__Action item__. Every line below that carries the word "this" needs to be copied.

__Collected data__.
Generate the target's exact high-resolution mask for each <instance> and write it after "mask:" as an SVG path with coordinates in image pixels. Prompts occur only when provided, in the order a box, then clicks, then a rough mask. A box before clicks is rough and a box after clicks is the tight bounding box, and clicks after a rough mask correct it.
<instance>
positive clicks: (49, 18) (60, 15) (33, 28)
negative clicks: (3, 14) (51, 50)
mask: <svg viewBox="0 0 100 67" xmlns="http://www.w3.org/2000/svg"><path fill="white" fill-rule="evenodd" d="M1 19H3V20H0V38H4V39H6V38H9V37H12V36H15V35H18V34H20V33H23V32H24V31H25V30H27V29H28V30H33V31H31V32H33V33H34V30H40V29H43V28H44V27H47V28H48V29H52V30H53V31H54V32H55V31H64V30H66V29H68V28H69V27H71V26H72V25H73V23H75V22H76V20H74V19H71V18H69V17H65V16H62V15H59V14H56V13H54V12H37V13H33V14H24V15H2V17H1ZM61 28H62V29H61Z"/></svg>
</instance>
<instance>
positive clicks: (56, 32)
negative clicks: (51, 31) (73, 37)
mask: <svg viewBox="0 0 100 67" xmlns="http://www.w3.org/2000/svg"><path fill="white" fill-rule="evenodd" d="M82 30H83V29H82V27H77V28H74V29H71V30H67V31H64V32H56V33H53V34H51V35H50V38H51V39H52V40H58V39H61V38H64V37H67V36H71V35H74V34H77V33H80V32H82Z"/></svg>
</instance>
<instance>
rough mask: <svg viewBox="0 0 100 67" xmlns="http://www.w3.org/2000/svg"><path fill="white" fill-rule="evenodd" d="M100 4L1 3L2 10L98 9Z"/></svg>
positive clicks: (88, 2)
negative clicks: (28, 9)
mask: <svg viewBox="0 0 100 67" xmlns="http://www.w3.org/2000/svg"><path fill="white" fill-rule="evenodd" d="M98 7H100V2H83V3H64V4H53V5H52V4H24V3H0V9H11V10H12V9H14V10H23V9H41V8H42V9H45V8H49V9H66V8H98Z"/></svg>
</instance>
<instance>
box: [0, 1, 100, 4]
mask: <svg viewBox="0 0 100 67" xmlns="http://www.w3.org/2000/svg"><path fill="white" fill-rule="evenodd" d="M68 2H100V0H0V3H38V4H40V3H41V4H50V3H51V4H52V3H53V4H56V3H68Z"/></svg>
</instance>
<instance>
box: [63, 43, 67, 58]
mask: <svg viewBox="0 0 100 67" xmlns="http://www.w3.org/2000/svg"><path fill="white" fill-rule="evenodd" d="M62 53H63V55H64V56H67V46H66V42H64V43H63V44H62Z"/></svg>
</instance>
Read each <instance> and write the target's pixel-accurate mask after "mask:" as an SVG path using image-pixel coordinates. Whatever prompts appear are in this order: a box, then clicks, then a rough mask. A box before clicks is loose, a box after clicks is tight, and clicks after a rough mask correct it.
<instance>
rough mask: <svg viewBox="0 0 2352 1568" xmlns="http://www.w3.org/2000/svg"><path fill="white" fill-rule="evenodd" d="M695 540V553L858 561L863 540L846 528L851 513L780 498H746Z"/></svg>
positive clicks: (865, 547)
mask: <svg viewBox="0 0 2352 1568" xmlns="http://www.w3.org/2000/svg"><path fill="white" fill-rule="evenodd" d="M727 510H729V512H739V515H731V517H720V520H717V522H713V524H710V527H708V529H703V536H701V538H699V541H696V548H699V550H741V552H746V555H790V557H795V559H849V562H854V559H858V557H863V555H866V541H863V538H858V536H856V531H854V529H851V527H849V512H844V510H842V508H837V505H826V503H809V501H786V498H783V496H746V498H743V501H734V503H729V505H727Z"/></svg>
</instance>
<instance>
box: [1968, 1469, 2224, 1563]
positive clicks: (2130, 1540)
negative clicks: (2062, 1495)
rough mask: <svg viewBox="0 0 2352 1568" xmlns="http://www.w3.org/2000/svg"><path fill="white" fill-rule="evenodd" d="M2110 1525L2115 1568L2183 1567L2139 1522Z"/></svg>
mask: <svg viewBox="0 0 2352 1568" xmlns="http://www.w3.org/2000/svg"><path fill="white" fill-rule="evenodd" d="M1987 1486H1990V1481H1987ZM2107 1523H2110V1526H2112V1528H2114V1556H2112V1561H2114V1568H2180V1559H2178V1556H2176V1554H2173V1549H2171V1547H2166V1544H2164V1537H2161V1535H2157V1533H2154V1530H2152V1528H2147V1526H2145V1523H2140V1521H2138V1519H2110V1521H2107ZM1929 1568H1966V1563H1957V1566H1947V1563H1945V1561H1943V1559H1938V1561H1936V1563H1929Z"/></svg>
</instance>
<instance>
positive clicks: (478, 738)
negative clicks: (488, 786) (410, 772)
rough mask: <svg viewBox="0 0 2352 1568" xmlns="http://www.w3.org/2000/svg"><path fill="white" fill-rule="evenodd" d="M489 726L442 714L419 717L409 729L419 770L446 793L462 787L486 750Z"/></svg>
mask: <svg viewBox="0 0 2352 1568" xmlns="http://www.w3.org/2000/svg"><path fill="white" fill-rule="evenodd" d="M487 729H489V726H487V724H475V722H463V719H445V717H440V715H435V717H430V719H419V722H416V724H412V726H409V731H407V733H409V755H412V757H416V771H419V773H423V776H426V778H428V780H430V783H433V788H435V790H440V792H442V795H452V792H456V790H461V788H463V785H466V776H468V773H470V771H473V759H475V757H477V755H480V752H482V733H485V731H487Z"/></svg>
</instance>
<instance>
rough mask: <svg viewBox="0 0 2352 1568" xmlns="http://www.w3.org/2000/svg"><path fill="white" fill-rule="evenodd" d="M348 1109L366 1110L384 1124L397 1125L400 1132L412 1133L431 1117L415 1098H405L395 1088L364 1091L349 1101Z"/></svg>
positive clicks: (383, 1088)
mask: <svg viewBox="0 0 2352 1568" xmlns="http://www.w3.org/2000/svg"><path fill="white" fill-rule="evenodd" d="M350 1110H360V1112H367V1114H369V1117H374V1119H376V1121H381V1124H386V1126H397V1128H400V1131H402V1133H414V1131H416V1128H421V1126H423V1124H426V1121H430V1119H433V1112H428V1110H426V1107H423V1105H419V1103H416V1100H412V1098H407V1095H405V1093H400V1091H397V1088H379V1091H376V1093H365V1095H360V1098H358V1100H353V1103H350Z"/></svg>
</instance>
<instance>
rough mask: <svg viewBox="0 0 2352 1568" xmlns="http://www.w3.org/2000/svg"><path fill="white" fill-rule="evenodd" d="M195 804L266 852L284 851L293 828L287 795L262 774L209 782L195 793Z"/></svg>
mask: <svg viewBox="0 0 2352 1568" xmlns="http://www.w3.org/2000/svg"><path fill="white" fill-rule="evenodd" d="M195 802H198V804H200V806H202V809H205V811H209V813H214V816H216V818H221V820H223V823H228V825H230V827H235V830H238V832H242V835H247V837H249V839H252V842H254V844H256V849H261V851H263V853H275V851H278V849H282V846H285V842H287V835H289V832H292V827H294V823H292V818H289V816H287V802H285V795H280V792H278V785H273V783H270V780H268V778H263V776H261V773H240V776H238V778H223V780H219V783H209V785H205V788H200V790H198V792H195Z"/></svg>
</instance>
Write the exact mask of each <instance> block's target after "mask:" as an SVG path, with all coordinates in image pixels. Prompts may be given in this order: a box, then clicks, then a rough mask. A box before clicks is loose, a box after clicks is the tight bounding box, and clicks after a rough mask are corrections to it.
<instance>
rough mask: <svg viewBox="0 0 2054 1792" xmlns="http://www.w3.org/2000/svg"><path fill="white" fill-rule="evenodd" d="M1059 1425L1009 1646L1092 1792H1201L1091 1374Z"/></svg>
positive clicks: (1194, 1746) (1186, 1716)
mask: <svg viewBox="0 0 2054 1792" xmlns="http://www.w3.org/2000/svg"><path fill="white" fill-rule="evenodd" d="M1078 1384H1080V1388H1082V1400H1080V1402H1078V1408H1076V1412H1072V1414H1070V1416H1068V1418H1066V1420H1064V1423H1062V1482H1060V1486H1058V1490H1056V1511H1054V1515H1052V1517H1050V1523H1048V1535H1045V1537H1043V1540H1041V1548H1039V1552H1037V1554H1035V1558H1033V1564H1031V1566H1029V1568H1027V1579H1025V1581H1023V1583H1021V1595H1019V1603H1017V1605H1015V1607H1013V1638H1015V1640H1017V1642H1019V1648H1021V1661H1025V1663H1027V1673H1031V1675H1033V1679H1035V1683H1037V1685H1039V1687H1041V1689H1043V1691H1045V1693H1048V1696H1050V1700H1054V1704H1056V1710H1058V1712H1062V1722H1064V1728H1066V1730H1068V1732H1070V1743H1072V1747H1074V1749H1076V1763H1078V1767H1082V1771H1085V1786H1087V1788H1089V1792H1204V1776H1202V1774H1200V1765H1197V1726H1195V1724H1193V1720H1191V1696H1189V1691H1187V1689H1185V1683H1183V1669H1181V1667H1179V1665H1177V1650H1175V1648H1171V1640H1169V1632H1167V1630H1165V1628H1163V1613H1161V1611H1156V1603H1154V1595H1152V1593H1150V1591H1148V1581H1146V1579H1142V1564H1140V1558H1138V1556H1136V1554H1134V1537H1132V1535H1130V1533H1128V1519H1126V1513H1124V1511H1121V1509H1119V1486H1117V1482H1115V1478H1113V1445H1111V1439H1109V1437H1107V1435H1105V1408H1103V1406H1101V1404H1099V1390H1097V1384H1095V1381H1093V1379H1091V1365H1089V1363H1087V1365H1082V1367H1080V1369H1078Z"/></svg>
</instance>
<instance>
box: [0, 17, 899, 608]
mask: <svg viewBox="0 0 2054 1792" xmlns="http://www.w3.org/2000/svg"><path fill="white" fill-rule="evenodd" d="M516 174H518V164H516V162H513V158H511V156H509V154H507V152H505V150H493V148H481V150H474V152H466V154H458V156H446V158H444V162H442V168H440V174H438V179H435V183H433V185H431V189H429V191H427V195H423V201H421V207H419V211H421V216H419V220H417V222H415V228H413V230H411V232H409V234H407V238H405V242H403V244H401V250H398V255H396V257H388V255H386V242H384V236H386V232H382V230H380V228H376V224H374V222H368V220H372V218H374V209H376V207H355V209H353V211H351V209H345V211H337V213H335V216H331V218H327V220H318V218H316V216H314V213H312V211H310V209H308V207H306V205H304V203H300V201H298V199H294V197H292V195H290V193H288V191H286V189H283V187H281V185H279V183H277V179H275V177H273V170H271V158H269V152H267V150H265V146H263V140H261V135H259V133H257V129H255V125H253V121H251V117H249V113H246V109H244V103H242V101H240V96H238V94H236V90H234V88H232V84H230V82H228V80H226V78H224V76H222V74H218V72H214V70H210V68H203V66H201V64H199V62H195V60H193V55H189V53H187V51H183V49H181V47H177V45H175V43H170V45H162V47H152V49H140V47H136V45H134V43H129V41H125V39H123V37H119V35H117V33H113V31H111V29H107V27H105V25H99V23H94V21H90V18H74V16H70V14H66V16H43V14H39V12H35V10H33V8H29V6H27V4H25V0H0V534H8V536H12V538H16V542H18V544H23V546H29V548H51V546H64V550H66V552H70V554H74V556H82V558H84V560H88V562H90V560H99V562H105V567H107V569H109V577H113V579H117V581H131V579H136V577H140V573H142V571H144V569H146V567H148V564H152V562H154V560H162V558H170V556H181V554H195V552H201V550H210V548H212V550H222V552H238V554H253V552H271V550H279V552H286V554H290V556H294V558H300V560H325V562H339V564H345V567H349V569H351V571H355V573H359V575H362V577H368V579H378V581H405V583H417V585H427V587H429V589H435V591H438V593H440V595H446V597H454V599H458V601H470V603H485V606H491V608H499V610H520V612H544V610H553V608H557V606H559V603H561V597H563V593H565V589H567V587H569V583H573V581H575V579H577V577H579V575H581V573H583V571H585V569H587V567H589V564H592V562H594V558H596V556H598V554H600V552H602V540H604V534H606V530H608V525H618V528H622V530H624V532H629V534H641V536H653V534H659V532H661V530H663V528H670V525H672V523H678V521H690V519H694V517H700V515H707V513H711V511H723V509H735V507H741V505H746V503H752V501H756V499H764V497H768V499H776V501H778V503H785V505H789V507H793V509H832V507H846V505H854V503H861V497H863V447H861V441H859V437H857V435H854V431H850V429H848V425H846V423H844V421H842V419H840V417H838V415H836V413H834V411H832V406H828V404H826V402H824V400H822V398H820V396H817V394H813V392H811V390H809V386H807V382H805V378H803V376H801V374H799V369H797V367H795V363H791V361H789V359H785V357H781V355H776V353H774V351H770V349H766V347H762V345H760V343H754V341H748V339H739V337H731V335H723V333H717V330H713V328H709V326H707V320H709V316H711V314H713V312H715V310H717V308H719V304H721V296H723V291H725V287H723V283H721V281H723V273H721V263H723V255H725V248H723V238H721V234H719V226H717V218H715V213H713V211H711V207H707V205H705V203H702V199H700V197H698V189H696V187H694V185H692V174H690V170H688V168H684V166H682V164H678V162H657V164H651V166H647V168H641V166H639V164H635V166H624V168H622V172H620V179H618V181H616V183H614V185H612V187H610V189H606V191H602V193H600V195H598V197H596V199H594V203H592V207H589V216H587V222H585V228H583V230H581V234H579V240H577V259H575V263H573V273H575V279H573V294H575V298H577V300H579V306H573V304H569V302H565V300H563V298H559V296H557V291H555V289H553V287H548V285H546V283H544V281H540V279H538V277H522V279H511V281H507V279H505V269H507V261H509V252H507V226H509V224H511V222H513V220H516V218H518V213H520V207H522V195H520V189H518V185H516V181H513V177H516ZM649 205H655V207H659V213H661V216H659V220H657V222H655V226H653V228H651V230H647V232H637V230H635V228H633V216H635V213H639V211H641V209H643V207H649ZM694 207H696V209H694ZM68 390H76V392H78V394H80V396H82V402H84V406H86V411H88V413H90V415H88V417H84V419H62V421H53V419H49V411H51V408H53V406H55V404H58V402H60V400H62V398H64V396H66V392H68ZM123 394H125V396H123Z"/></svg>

__Written response__.
Read each <instance> and write the target's pixel-accurate mask after "mask:" as an SVG path using image-pixel coordinates. Whatever prompts appear are in this order: a box, then clicks, then a rough mask. A box before clicks is loose, a box after clicks is tight, and clicks after a rough mask correct it.
Write the exact mask of each <instance> block's target after "mask:" as an SVG path, with all coordinates in image pixels. Prompts may be given in this order: a box, then clicks, then a rough mask. A box before clicks is loose, a box after clicks is the tight bounding box, and clicks after a rough mask are corrections to it.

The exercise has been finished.